▶ [Given data]
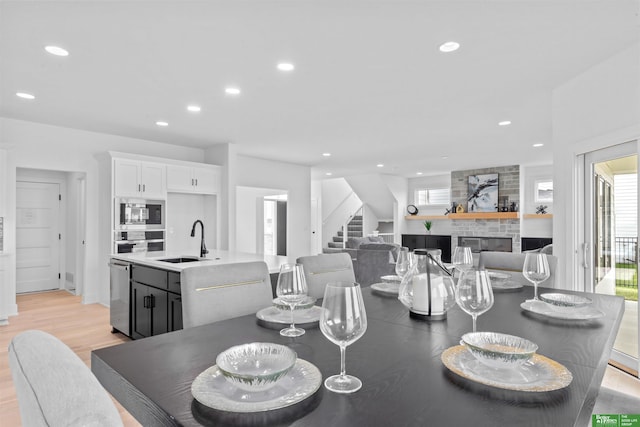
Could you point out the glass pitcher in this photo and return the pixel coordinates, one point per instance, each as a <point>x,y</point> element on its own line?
<point>427,290</point>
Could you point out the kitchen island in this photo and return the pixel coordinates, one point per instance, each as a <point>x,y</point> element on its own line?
<point>214,257</point>
<point>145,287</point>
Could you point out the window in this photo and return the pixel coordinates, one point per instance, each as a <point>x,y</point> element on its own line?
<point>431,196</point>
<point>544,191</point>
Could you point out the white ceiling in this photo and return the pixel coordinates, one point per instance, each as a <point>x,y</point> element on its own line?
<point>370,85</point>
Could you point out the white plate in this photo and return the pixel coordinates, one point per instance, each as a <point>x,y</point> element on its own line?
<point>212,389</point>
<point>583,313</point>
<point>508,285</point>
<point>537,375</point>
<point>386,288</point>
<point>275,315</point>
<point>498,275</point>
<point>308,302</point>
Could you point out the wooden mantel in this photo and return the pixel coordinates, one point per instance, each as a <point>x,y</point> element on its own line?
<point>476,215</point>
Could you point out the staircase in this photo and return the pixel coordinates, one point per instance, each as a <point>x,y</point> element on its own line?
<point>354,229</point>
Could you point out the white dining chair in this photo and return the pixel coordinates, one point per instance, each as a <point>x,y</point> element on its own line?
<point>512,263</point>
<point>54,386</point>
<point>324,268</point>
<point>218,292</point>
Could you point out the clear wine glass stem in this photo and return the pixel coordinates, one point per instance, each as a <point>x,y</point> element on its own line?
<point>293,306</point>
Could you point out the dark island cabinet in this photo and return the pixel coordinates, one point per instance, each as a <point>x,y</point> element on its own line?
<point>429,241</point>
<point>156,306</point>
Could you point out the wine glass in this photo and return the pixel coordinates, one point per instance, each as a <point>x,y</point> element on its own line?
<point>474,294</point>
<point>536,270</point>
<point>403,262</point>
<point>343,320</point>
<point>462,258</point>
<point>292,290</point>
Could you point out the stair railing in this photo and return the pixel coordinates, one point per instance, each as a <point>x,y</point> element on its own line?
<point>345,226</point>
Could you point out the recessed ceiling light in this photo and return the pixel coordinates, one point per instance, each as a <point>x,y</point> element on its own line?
<point>449,47</point>
<point>56,50</point>
<point>25,95</point>
<point>285,66</point>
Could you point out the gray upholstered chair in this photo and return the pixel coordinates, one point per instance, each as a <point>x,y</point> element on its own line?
<point>512,263</point>
<point>325,268</point>
<point>54,387</point>
<point>218,292</point>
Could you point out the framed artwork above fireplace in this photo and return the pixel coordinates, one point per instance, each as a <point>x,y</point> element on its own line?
<point>483,193</point>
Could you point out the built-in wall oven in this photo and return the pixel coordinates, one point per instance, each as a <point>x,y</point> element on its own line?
<point>138,214</point>
<point>139,225</point>
<point>139,241</point>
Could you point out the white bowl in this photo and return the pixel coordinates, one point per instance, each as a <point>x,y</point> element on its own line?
<point>498,278</point>
<point>565,301</point>
<point>499,350</point>
<point>307,303</point>
<point>256,366</point>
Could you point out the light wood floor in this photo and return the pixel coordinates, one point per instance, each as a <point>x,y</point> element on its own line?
<point>82,327</point>
<point>86,327</point>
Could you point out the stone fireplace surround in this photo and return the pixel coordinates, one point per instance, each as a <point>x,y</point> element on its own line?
<point>508,185</point>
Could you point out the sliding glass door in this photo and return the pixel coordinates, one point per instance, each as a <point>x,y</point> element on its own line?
<point>611,238</point>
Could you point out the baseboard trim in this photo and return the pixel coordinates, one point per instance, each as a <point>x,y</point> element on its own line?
<point>623,368</point>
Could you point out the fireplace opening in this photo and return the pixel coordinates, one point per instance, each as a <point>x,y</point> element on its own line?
<point>482,244</point>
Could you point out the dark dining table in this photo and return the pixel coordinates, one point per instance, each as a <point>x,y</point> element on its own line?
<point>398,359</point>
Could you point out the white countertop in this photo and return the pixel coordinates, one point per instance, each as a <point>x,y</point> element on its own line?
<point>214,257</point>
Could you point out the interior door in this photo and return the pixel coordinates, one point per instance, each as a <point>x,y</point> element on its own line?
<point>37,236</point>
<point>611,239</point>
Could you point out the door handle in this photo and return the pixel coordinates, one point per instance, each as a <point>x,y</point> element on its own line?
<point>586,251</point>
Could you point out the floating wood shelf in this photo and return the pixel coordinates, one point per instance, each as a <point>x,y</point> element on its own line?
<point>527,216</point>
<point>425,217</point>
<point>477,215</point>
<point>485,215</point>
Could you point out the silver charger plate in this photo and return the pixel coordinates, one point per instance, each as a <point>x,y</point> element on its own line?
<point>386,288</point>
<point>540,374</point>
<point>275,315</point>
<point>212,389</point>
<point>582,313</point>
<point>504,286</point>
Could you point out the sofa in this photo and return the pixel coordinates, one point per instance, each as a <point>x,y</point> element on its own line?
<point>371,257</point>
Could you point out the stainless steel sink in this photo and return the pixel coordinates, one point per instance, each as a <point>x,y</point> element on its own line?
<point>180,260</point>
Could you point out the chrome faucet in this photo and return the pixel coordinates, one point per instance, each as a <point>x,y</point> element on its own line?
<point>203,248</point>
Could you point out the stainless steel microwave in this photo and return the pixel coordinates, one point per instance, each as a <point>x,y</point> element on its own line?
<point>138,214</point>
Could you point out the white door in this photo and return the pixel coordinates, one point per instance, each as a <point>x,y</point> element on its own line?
<point>37,236</point>
<point>611,238</point>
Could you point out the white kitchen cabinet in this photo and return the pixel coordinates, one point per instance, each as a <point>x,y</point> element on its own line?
<point>193,179</point>
<point>139,179</point>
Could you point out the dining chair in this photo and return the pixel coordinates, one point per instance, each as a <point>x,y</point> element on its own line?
<point>512,263</point>
<point>54,386</point>
<point>325,268</point>
<point>218,292</point>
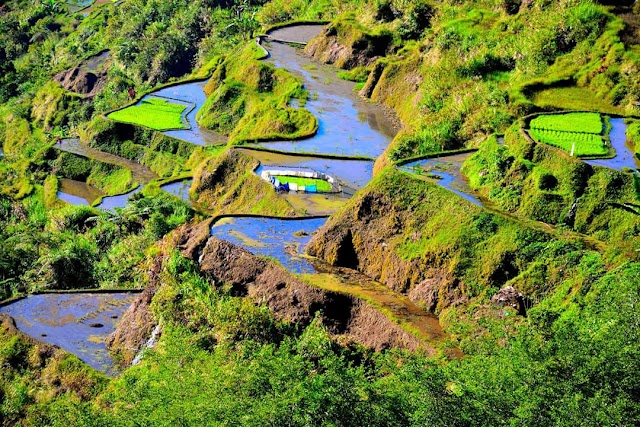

▶ [Stated task] Rewrite the material above, swapping every "in this photo" for "in this image" and keeping everything else the same. Leave the pictures out of your answer.

▶ [Solution]
Could you point out the glass pitcher in this image and return the pixel coordinates, one point per instance, each as a <point>x,y</point> element on its own line?
<point>427,290</point>
Could you point out the kitchen island in this image and return the pixel coordinates, one point per instance, each as a <point>x,y</point> element on its own line?
<point>214,257</point>
<point>145,287</point>
Could you point out the window in this image and return the pixel coordinates, one point per instance, each as a <point>x,y</point> element on its own line?
<point>431,196</point>
<point>544,191</point>
Could you point out the white ceiling in this image and return the pixel coordinates, one point per instance, each as a <point>x,y</point> element on its own line?
<point>370,85</point>
Could you point out the white plate in this image and return the pixel coordinates, one point per instance, each as a <point>x,y</point> element on its own line?
<point>212,389</point>
<point>583,313</point>
<point>508,285</point>
<point>537,375</point>
<point>386,288</point>
<point>275,315</point>
<point>498,275</point>
<point>308,302</point>
Could you point out the wooden mantel in this image and return the pixel coordinates, one point per instance, each as a <point>x,y</point> element on its own line?
<point>476,215</point>
Could you point out the staircase in this image and return the pixel coordinates, one point per instance, each as a <point>x,y</point> element on its own line?
<point>354,229</point>
Could you point out the white dining chair in this image and return the pixel coordinates, one point per instance, each as a <point>x,y</point> element on its own line?
<point>512,263</point>
<point>54,386</point>
<point>324,268</point>
<point>218,292</point>
Could you point out the clear wine glass stem in this image and return the pixel coordinates, one point per instance, each as a <point>x,y</point> element on its own line?
<point>293,306</point>
Could you point out the dark island cabinet in this image and return the pixel coordinates, one point per instance, each as a <point>x,y</point> element on its own line?
<point>429,241</point>
<point>156,306</point>
Could you point out the wine glass in this image and return the pixel coordinates, one point per instance, each as a <point>x,y</point> element on its own line?
<point>474,294</point>
<point>536,270</point>
<point>403,262</point>
<point>343,320</point>
<point>462,258</point>
<point>292,290</point>
Could you point out the stair railing in this image and return the pixel coordinates, one point per instance, each as a <point>x,y</point> element on its own line?
<point>345,226</point>
Could you point out the recessed ceiling light in this image and return the pixel coordinates, one point per instance, each as a <point>x,y</point> element on its own line?
<point>449,47</point>
<point>56,50</point>
<point>25,95</point>
<point>285,66</point>
Could you point out the gray upholstered chair in this image and return the pixel coordinates, one point per instance, each as a <point>x,y</point> element on its own line?
<point>512,263</point>
<point>325,268</point>
<point>54,387</point>
<point>218,292</point>
Could you point out the framed artwork above fireplace in this image and return the pixel coordinates, one point per instance, each as a <point>x,y</point> element on its own line?
<point>483,193</point>
Could you point out the built-in wall oven in this image and return the pixel coordinates, one point per instance, each as a <point>x,y</point> element on its own line?
<point>138,214</point>
<point>139,225</point>
<point>139,241</point>
Could you point out the white bowl in this image and return the pixel coordinates, one point per instance, each as a <point>x,y</point> element on its own line?
<point>498,278</point>
<point>565,301</point>
<point>499,350</point>
<point>307,303</point>
<point>256,366</point>
Could you point out the light wood floor in this image and return the pixel coordinates, one point per instance, each as a <point>x,y</point> element on its own line?
<point>82,327</point>
<point>86,327</point>
Could you point out the stone fireplace surround in this image and return the pixel coordinates, one point per instance, each as a <point>x,y</point> element on its own line?
<point>508,185</point>
Could you point out the sliding glass door in this image and return the pixel coordinates, one point per instance, each as a <point>x,y</point> element on its own line?
<point>611,238</point>
Could you point out the baseboard trim in this image and return the pixel coordinates, one point per instance, each as a <point>x,y</point> element on its own line?
<point>623,368</point>
Could you point out the fireplace opening in this image and return the pixel coordinates, one point per instance, each as a <point>x,y</point> element on its own line?
<point>482,244</point>
Could you point out the dark dining table in this image and return the pixel coordinates, one point per instance, each as a <point>x,y</point> element on its own line?
<point>398,359</point>
Could you point out the white countertop in this image and return the pixel coordinates, one point per instance, each as a <point>x,y</point> element on its own line?
<point>214,257</point>
Could you point out the interior door in this image and return the pixel coordinates, one point per instance, each as a <point>x,y</point> element on its own line?
<point>37,236</point>
<point>611,239</point>
Could you point out the door handle in this image and return the pixel coordinates, one point per instance, each as a <point>x,y</point> element on its own line?
<point>586,251</point>
Could you point out the floating wood shelf in this image and return the pixel coordinates, one point per instance, each as a <point>x,y</point> element on its own line?
<point>527,216</point>
<point>425,217</point>
<point>477,215</point>
<point>485,215</point>
Could you point out the silver charger plate in this image and return the pixel coordinates, one point per instance, each as a <point>x,y</point> element on its own line?
<point>386,288</point>
<point>540,374</point>
<point>275,315</point>
<point>212,389</point>
<point>582,313</point>
<point>504,286</point>
Could you point out the sofa in this image and return the pixel coordinates, one point per instance, each as a <point>x,y</point> element on its own line?
<point>371,257</point>
Could you point out the stainless steel sink in this image and return the pixel coordinates, one point per instance, each as a <point>x,y</point> element on its own line?
<point>180,260</point>
Could you point out the chrome faucet in this image and return the pixel coordinates, one point per instance, each as a <point>x,y</point> element on its own line?
<point>203,248</point>
Could you point out the stainless steel microwave in this image and return the pixel coordinates, one point per instance, each as a <point>x,y</point> element on its own line?
<point>138,214</point>
Could you point out the white door in this image and return the pixel coordinates, one point per instance, each as a <point>x,y</point> element on its own line?
<point>37,236</point>
<point>611,238</point>
Could you point out the white kitchen cabinet in this image and return the pixel coordinates, one point per instance, each as a <point>x,y</point> element on its own line?
<point>193,179</point>
<point>139,179</point>
Could you point out the dining chair in this image and return the pixel coordinates, one point per instance, each as a <point>x,y</point> element on its own line?
<point>512,263</point>
<point>54,386</point>
<point>325,268</point>
<point>218,292</point>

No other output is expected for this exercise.